# [What to produce]
Please put each line of the data below into a Markdown table with two columns, Row for the line's number and Text for the line itself. Leave out any blank lines.

Some records:

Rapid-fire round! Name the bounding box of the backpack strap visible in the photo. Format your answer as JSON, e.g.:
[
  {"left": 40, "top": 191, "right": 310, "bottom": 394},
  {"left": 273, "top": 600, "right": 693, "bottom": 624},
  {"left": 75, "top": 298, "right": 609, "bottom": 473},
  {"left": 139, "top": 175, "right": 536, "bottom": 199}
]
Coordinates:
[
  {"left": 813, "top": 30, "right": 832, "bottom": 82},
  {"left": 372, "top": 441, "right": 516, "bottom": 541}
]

# [The completed task]
| Row | Text |
|---|---|
| 1 | Rapid-fire round! Name the bounding box of the backpack strap visible in the photo. Format your answer as JSON, e.g.: |
| 2 | [ |
| 3 |   {"left": 40, "top": 191, "right": 310, "bottom": 394}, |
| 4 |   {"left": 273, "top": 600, "right": 693, "bottom": 624}, |
| 5 |   {"left": 75, "top": 298, "right": 609, "bottom": 473}, |
| 6 |   {"left": 139, "top": 175, "right": 536, "bottom": 199} |
| 7 | ] |
| 8 | Coordinates: |
| 9 | [ |
| 10 |   {"left": 813, "top": 30, "right": 832, "bottom": 82}, |
| 11 |   {"left": 372, "top": 441, "right": 516, "bottom": 541} |
| 12 | ] |